■ **Task requirements**
Reproduce each line of the material exactly as it reads.

═════ Material provided

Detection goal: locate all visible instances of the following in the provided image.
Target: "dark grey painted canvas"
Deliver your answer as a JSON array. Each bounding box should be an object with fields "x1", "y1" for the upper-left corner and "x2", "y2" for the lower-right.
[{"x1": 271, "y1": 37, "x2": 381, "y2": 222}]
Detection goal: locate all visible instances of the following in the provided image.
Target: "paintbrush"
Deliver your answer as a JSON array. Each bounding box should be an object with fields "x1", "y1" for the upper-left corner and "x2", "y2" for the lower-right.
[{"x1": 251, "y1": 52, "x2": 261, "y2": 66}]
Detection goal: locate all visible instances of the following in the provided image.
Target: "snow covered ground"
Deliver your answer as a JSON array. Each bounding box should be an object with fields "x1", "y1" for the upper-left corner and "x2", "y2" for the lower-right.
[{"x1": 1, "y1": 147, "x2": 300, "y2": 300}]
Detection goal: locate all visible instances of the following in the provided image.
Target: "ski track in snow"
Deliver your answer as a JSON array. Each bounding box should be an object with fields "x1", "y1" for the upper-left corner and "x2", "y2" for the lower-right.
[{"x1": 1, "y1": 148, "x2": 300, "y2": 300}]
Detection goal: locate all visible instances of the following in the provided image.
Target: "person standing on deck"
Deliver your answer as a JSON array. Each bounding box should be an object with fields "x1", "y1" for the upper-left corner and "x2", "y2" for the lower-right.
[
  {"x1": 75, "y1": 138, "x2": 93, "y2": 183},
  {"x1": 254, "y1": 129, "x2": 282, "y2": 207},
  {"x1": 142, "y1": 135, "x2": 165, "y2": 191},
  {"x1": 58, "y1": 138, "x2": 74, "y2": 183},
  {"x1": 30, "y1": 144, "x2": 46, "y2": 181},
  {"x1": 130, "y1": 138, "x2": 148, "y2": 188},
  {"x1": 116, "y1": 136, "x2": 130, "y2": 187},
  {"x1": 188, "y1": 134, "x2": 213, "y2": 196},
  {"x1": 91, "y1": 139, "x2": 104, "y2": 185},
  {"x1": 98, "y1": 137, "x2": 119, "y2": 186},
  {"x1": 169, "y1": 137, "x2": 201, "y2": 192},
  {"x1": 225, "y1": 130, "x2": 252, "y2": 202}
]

══════════

■ **Answer to this exercise**
Detection goal: locate all visible instances of the following in the provided image.
Target: "dark grey painted canvas"
Deliver your answer as a JSON array. Each bounding box should be an object with fields "x1", "y1" for the upper-left corner and "x2", "y2" for the lower-right.
[{"x1": 271, "y1": 37, "x2": 381, "y2": 222}]
Detection goal: locate all visible instances of the following in the provided image.
Target: "paintbrush"
Deliver your answer as a JSON array. Each bounding box should be an object with fields "x1", "y1" for the upper-left corner and "x2", "y2" for the lower-right.
[{"x1": 251, "y1": 52, "x2": 261, "y2": 66}]
Detection goal: locate all visible instances of the following in the provided image.
Target: "snow covered ground"
Deliver your answer as a JSON array. Each bounding box should be an object with fields "x1", "y1" for the upper-left corner and "x2", "y2" for the lower-right.
[{"x1": 1, "y1": 147, "x2": 300, "y2": 300}]
Detection goal: locate all visible instances of the following in the provided image.
Target: "ski track in snow"
Deliver your answer as a JSON array. Each bounding box should be an object with fields "x1", "y1" for the upper-left corner and "x2", "y2" for the lower-right.
[{"x1": 1, "y1": 148, "x2": 300, "y2": 300}]
Detection goal: locate all visible instances of the following in the provided image.
Target: "person standing on deck"
Deliver your answer as a JSON array. Each bounding box should be an object with fields "x1", "y1" for the upper-left corner and "x2", "y2" for the lower-right.
[
  {"x1": 75, "y1": 138, "x2": 93, "y2": 183},
  {"x1": 254, "y1": 129, "x2": 282, "y2": 207},
  {"x1": 142, "y1": 135, "x2": 165, "y2": 191},
  {"x1": 58, "y1": 138, "x2": 74, "y2": 183},
  {"x1": 30, "y1": 144, "x2": 46, "y2": 181},
  {"x1": 130, "y1": 138, "x2": 148, "y2": 188},
  {"x1": 116, "y1": 136, "x2": 130, "y2": 187},
  {"x1": 188, "y1": 134, "x2": 213, "y2": 196},
  {"x1": 91, "y1": 139, "x2": 104, "y2": 185},
  {"x1": 98, "y1": 137, "x2": 119, "y2": 186},
  {"x1": 169, "y1": 137, "x2": 201, "y2": 192},
  {"x1": 225, "y1": 130, "x2": 252, "y2": 202}
]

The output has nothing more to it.